- **TEKSTFRAGMENT**
< 2 Samuël 12 >

1 Daarom zond Jahweh den profeet Natan tot David. Hij kwam bij hem en sprak tot hem: Er woonden eens twee mannen in dezelfde stad; de een was rijk, de andere arm.
And the Lord sent Nathan to David: and when he was come to him, he said to him: There were two men in one city, the one rich, and the other poor.
2 De rijke had schapen en runderen in overvloed,
The rich man had exceeding many sheep and oxen.
3 de arme bezat niets anders dan één enkel lammetje, dat hij gekocht en in leven had weten te houden. Het was met hem en met z’n kinderen samen opgegroeid; het at van zijn bord, het dronk uit zijn nap, het sliep in zijn schoot; het was voor hem zoveel als een eigen dochter geworden.
But the poor man had nothing at all but one little ewe lamb, which he had bought and nourished up, and which had grown up in his house together with his children, eating of his bread, and drinking of his cup, and sleeping in his bosom: and it was unto him as a daughter.
4 Toen kwam er bezoek voor den rijken man, en omdat hij het niet over zijn hart kon verkrijgen, een van zijn eigen schapen of runderen toe te bereiden voor den vreemdeling die hem bezocht, nam hij het ooilam van den arme weg en maakte dit klaar voor zijn bezoek.
And when a certain stranger was come to the rich man, he spared to take of his own sheep and oxen, to make a feast for that stranger, who was come to him, but took the poor man’s ewe, and dressed it for the man that was come to him.

- **OPDRACHT**
Vervolg de tekst uit 2 Samuël 12 over Natans gelijkenis van de rijke en de arme man, direct na de laatste getoonde zin.

[Regels uit een verzameling]
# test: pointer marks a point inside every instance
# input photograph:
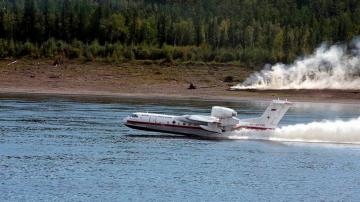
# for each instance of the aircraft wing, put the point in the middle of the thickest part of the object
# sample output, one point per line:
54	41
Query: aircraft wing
198	119
201	118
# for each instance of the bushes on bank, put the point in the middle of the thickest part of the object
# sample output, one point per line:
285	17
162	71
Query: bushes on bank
117	52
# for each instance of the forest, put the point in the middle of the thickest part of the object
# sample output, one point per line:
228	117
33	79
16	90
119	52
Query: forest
223	31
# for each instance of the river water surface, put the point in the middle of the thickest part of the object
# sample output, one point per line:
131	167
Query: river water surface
56	149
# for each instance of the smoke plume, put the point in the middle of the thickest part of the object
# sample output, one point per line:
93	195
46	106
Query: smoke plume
339	131
334	67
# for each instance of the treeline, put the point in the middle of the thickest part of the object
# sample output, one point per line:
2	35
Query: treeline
250	31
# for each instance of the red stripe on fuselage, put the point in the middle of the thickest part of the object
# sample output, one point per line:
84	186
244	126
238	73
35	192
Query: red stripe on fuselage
253	128
161	124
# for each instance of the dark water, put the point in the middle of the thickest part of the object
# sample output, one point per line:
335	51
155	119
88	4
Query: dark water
57	149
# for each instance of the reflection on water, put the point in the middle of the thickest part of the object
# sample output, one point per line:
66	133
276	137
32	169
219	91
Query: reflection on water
70	149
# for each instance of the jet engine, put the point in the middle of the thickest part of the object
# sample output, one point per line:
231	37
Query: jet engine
223	112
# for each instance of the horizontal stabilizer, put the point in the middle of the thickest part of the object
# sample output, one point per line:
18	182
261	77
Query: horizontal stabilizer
212	129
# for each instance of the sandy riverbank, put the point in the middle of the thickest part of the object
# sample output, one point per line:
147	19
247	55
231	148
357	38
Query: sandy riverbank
143	80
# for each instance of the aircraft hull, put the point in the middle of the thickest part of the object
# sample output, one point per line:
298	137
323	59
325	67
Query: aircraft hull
193	131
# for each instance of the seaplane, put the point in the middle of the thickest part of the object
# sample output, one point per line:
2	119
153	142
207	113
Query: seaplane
218	125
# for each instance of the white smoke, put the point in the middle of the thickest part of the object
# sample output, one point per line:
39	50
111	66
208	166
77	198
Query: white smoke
334	67
344	132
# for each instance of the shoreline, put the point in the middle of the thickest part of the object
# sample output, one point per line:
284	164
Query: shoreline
101	95
154	81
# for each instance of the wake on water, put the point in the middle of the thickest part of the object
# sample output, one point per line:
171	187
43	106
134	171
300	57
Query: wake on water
334	67
339	131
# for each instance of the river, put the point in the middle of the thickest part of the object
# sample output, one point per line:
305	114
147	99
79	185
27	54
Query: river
62	149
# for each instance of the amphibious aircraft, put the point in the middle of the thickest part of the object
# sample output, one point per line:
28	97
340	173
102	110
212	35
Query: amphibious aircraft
216	126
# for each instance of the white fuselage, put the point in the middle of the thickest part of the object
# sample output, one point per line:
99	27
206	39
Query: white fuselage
221	121
174	124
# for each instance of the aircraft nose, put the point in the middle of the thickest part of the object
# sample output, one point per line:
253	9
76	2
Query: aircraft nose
125	120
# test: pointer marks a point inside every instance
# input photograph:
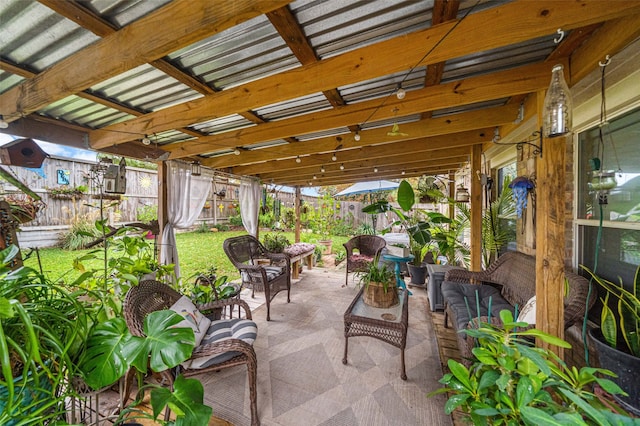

- **UITWERKING**
5 Hevig verontwaardigd over dien man sprak David tot Natan: Zowaar Jahweh leeft; de man, die dat heeft gewaagd, is des doods schuldig!
And David’s anger being exceedingly kindled against that man, he said to Nathan: As the Lord liveth, the man that hath done this is a child of death.
6 Hij moet het lam zevenvoudig vergoeden, omdat hij dat stuk heeft durven bestaan, en zo harteloos is geweest.
He shall restore the ewe fourfold, because he did this thing, and had no pity.
7 Maar nu sprak Natan tot David: Gij zelf zijt die man! Zo spreekt Jahweh, Israëls God! Ik heb u gezalfd tot koning van Israël, Ik heb u bevrijd uit de hand van Saul,
And Nathan said to David: Thou art the man. Thus saith the Lord the God of Israel: I anointed thee king over Israel, and I delivered thee from the hand of Saul,
8 Ik heb u het huis van uw heer gegeven en de vrouwen van uw heer in de schoot gelegd, Ik heb u het huis van Israël en Juda gegeven, en als dat te weinig is, dan wil Ik er nog wel evenveel bijdoen.
And gave thee thy master’s house and thy master’s wives into thy bosom, and gave thee the house of Israel and Juda: and if these things be little, I shall add far greater things unto thee.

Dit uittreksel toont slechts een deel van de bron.